§ **TASK OBJECTIVE**
Print the records below exactly as they appear.

Records from a point labeling set:
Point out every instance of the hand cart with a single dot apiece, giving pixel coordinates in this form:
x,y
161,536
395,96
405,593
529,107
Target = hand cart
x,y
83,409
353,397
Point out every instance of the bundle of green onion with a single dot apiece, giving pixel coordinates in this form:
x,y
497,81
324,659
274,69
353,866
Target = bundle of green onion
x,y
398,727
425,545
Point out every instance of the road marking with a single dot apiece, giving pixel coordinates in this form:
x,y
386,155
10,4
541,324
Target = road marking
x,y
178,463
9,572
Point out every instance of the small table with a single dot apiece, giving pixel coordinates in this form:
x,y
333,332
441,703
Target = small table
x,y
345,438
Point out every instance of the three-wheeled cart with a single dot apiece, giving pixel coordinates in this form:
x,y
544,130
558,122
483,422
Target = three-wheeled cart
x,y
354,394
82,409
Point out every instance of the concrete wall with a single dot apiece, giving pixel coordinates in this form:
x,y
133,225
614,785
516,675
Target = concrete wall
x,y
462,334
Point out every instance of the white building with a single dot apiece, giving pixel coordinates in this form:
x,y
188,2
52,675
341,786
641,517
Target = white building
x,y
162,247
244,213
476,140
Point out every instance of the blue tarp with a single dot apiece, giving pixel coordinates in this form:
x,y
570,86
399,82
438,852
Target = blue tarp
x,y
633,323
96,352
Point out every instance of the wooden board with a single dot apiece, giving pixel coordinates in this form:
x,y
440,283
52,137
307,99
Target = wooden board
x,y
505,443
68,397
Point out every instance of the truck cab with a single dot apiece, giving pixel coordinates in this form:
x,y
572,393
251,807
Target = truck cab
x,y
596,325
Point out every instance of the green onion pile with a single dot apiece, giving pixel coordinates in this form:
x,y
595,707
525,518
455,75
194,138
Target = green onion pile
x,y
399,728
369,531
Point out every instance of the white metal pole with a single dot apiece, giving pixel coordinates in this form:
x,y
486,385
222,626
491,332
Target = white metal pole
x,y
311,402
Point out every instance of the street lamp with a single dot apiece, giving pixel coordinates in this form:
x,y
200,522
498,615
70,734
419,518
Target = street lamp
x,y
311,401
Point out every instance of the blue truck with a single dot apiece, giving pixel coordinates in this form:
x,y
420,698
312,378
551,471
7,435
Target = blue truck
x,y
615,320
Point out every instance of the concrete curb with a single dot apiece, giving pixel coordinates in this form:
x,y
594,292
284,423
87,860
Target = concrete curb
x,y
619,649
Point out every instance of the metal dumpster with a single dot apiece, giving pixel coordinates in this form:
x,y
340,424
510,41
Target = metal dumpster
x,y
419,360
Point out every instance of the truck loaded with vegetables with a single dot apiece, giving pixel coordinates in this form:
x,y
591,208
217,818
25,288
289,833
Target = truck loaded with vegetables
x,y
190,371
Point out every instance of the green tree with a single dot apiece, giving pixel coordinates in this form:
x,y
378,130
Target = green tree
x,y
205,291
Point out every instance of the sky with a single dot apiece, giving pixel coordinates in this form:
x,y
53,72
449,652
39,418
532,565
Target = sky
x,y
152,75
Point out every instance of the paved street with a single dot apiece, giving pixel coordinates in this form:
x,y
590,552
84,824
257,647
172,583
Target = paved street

§ **TASK SOLUTION**
Point out every instance of the hand cart with a single dot apiece, giving pixel coordinates in this form:
x,y
161,536
395,96
405,593
529,107
Target = hand cart
x,y
83,409
353,397
Point out every instance of the bundle of green onion with a single dot apiece, giving pixel coordinates in this form:
x,y
497,81
324,659
274,69
353,866
Target = bundle of green onion
x,y
398,727
425,545
Point out every instance of the road marking with a single dot apiece, giving pixel coordinates in this form:
x,y
386,155
10,4
541,324
Target = road marking
x,y
178,463
9,572
Point out every instance of the small table with a single dot apiece, giving pixel coordinates in this form:
x,y
333,332
441,703
Target = small table
x,y
345,438
Point out every instance of the three-wheeled cart with a single dot apiece, giving pixel coordinates in this form:
x,y
544,130
558,122
483,422
Target = three-wheeled cart
x,y
354,394
82,409
Point out every instance of the concrete wall with a single dot apiece, giving pixel coordinates in this form:
x,y
133,225
614,785
516,675
Target = concrete wall
x,y
462,334
Point out every instance of the white building with a single dot apiece, giving pixel coordinates in this form:
x,y
188,2
52,675
341,786
641,517
Target = white building
x,y
162,247
244,213
476,140
Point out every instance of the blue tarp with a single dot apiece, giving pixel coordinates in this form:
x,y
570,86
399,82
438,852
Target = blue tarp
x,y
633,323
96,352
Point out every instance of the wooden board with a single dot apiece, giving pixel coordinates in this form:
x,y
440,283
52,137
307,99
Target = wooden board
x,y
505,443
68,397
Point out every instance of the truck cab with a single dot apiece, giving pixel coordinates in this form:
x,y
572,393
251,807
Target = truck cab
x,y
596,325
Point out every instance of the green onion pile with a single dot apiece, giving pixel coordinates in this form:
x,y
595,707
525,518
455,75
194,138
Target = green onion pile
x,y
399,728
369,531
Point out every instance of the white metal pole with a single dot apiece, giving pixel coordinates in this form:
x,y
486,385
222,626
491,332
Target = white metal pole
x,y
311,402
Point out every instance of the street lamp with a single dot apiece, giving pixel coordinates in this form:
x,y
200,522
498,615
70,734
419,518
Target = street lamp
x,y
311,401
Point out every instance of the blue truck with a single dot apiece, giving pixel coordinates in this form:
x,y
420,698
312,378
551,471
7,435
Target = blue truck
x,y
615,320
Point out every instance of the concrete curb with a single dot apiece, giving pixel coordinates in this form:
x,y
594,292
284,423
87,860
Target = concrete curb
x,y
619,649
Point out every instance of the metal dumpster with a single dot apiece, giving pixel coordinates in this form:
x,y
340,424
510,41
Target = metal dumpster
x,y
419,360
Point out every instance of the truck loaded with vegetables with a single dot apiece, giving pixel coordinates in this form:
x,y
591,208
217,818
25,288
289,833
Target = truck loaded with vegetables
x,y
190,371
Point out every instance of the green tree with a single dot apiece, giving pixel coordinates in this form:
x,y
378,130
Target = green tree
x,y
205,291
Point out every instance of the sky with a single dot apiece, giving pixel coordinates in this form:
x,y
53,72
449,652
39,418
532,565
Target = sky
x,y
152,75
Point out every instance of the paved street with a single dot apiece, giving pixel coordinates in this form:
x,y
590,552
84,824
257,647
172,583
Target = paved street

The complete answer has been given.